(Exercise) Copy out verbatim the lines of the items below, starting at the line that contains "dot and record integer pixel coordinates." and ending at the line that contains "(915, 1001)", both included.

(Dataset entries)
=-=-=

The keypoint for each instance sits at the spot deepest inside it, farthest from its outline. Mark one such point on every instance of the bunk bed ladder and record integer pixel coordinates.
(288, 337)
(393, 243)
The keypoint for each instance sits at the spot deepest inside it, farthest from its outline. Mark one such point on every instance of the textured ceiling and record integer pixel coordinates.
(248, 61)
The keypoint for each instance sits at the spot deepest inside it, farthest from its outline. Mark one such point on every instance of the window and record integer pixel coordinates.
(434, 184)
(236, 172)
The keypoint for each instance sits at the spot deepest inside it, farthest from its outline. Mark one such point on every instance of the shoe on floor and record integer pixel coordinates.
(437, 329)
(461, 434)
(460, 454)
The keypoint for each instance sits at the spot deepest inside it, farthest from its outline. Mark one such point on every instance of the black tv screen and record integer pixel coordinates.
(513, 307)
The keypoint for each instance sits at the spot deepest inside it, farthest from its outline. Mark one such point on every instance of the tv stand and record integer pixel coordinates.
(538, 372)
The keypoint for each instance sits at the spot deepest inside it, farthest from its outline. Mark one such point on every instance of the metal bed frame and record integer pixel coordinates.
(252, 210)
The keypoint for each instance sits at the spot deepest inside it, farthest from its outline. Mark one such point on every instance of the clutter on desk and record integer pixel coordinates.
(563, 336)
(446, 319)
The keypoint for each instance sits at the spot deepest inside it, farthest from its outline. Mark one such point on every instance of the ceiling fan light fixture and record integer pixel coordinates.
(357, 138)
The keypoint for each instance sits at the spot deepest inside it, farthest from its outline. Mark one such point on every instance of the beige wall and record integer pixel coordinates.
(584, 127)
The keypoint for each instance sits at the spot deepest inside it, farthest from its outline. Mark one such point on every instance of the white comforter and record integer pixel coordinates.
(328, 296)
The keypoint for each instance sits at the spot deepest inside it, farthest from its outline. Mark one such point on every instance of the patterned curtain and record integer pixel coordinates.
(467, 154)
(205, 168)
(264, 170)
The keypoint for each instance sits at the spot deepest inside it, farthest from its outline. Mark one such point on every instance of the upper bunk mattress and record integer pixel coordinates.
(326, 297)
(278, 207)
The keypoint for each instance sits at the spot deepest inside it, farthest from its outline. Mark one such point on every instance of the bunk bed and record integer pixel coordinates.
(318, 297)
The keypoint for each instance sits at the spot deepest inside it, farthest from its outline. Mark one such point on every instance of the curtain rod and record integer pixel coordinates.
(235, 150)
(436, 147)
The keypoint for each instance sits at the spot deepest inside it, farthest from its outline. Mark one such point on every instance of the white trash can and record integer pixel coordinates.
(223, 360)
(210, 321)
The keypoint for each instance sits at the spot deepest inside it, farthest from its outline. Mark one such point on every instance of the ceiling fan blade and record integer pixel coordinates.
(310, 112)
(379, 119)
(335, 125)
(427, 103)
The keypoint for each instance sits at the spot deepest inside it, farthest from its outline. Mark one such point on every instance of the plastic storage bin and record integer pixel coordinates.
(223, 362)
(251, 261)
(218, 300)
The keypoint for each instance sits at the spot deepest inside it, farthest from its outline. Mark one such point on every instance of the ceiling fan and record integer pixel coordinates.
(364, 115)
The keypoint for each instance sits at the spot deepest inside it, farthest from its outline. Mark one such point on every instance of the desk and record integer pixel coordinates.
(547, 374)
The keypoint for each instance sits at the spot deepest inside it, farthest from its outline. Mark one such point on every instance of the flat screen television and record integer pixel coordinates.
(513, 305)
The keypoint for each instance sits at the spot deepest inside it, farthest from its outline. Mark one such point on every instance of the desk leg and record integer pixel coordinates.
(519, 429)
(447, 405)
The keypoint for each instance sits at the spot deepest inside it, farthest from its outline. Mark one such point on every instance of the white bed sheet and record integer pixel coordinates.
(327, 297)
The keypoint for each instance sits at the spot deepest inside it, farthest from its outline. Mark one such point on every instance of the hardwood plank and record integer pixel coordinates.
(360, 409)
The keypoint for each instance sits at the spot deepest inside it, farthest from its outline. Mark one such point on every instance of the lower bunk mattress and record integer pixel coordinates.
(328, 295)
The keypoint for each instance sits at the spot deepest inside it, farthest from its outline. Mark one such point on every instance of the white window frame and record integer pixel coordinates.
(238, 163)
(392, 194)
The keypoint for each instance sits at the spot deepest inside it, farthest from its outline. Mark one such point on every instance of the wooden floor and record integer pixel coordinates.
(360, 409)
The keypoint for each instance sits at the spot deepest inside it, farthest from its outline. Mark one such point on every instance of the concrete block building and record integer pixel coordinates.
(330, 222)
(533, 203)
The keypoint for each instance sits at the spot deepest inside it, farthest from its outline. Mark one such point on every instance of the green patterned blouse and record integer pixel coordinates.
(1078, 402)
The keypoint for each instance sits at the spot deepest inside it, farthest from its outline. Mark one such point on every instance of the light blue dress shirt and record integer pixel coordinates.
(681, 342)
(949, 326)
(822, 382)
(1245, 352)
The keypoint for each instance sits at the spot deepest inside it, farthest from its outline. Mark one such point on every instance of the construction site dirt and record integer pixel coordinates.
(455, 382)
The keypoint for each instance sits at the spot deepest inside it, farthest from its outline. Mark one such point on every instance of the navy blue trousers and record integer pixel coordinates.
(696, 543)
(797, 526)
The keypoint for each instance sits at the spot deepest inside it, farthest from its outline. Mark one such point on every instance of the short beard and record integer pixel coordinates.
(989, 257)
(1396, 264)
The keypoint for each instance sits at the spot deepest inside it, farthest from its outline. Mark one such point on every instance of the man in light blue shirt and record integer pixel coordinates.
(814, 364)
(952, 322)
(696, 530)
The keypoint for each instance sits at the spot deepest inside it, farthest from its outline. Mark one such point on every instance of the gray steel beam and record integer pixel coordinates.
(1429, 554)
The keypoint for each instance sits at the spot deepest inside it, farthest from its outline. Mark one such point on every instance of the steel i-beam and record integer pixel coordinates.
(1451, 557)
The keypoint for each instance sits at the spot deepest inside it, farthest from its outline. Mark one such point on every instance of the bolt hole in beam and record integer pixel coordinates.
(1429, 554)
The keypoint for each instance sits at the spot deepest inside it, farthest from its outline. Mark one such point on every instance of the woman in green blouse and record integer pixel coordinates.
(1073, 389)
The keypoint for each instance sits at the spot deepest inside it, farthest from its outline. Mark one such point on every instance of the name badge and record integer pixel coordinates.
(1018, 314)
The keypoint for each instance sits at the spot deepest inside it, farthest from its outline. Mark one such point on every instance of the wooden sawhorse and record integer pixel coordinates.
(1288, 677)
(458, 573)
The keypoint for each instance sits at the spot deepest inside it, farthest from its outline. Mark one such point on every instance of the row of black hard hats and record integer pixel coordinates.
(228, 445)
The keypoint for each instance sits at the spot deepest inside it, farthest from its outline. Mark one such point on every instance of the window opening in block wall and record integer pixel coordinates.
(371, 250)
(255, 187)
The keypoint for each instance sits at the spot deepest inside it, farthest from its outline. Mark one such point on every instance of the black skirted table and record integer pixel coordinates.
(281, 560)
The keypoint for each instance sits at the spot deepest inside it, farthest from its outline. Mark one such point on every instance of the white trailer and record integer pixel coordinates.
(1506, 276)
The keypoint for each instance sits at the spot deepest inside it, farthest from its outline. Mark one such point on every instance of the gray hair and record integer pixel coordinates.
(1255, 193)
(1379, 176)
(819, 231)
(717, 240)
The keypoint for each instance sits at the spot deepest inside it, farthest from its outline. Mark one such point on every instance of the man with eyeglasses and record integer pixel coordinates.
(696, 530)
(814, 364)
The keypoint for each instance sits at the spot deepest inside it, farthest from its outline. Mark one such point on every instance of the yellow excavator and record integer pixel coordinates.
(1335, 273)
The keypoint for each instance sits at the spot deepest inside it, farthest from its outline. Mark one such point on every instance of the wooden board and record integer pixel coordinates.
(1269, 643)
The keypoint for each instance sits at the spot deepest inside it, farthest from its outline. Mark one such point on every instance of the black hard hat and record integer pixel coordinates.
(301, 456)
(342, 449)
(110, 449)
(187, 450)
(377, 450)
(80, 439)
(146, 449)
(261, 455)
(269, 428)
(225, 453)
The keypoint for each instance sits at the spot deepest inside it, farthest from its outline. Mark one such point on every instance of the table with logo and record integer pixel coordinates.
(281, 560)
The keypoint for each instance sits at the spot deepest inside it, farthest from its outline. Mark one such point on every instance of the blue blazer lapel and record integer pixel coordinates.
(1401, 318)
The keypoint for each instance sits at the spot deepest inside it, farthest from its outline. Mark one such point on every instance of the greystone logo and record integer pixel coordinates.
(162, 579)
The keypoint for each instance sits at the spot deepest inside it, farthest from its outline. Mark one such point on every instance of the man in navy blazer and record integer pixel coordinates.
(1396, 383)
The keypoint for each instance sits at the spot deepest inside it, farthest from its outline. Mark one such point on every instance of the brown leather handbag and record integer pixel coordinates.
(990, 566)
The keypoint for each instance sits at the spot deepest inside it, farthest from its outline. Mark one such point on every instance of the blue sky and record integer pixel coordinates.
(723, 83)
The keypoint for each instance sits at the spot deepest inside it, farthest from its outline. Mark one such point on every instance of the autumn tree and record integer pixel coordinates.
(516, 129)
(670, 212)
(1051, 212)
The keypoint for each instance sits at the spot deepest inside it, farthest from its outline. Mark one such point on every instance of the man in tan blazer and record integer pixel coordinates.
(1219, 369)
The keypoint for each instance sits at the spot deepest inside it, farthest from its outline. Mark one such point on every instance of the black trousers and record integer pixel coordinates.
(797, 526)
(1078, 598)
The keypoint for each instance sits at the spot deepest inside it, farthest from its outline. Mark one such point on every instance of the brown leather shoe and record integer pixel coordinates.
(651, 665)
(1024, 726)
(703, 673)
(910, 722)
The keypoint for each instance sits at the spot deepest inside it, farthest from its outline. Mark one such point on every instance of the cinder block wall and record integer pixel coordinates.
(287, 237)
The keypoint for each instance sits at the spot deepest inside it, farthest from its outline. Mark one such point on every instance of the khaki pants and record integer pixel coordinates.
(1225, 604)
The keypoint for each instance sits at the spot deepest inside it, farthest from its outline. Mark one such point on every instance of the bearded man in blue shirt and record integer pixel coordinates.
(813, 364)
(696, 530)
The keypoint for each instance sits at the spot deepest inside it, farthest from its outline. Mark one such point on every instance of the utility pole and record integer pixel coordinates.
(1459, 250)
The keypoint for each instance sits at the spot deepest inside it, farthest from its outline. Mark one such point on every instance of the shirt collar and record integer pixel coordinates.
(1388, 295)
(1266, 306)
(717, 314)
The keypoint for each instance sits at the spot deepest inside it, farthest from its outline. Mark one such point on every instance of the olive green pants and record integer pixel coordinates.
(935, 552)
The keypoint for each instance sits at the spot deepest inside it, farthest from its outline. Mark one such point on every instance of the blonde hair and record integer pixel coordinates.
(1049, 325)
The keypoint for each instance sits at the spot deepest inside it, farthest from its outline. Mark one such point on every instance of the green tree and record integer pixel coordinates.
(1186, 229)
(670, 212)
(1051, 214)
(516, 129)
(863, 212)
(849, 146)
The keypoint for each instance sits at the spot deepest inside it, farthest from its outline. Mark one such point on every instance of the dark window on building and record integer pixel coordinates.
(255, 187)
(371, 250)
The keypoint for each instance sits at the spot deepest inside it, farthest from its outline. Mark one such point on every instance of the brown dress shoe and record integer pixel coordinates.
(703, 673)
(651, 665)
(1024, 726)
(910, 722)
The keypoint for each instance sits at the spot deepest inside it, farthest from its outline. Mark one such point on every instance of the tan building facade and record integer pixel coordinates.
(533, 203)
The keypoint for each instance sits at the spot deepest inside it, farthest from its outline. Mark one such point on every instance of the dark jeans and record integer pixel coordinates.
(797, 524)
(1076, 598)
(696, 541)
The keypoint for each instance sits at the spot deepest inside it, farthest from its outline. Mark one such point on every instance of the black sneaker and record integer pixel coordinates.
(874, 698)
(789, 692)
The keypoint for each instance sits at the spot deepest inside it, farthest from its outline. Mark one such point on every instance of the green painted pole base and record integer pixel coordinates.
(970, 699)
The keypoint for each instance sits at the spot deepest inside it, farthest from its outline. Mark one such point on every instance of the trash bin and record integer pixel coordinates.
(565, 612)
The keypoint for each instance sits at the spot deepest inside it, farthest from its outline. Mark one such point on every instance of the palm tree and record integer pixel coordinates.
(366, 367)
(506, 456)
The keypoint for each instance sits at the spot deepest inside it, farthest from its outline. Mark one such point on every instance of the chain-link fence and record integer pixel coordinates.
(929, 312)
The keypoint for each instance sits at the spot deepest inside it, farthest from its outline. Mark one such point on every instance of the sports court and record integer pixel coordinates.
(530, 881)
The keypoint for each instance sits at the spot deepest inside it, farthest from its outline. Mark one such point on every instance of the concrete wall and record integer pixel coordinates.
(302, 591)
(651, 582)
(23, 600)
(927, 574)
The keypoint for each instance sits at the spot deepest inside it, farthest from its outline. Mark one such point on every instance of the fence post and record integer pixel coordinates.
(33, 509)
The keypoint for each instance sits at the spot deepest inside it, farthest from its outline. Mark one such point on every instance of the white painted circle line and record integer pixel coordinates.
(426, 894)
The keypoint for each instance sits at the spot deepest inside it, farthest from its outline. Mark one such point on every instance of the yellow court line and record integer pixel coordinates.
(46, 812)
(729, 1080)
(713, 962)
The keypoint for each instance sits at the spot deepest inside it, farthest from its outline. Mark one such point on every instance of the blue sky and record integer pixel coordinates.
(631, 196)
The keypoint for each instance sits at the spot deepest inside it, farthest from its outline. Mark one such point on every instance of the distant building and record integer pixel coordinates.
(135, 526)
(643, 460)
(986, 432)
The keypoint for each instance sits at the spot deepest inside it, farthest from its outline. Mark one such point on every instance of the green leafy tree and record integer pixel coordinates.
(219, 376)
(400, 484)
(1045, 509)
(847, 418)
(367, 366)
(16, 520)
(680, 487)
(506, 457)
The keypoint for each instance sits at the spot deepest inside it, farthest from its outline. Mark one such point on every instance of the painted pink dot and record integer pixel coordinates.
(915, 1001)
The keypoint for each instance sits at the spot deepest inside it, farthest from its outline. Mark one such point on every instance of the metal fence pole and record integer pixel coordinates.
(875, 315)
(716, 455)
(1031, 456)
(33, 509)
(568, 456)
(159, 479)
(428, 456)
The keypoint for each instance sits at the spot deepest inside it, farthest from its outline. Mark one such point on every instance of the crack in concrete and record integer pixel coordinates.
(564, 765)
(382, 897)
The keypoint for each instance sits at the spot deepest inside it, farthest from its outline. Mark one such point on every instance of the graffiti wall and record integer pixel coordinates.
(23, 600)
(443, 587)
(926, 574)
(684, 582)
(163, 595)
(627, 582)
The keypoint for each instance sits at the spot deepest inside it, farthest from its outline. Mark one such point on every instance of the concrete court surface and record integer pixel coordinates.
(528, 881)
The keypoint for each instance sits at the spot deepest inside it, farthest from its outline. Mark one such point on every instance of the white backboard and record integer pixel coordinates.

=-=-=

(Response to this task)
The keypoint for each instance sits at the spot deepest inside it, farthest from its outline. Mark one such point on every instance of the painted pink dot and record integer pixel coordinates.
(915, 1001)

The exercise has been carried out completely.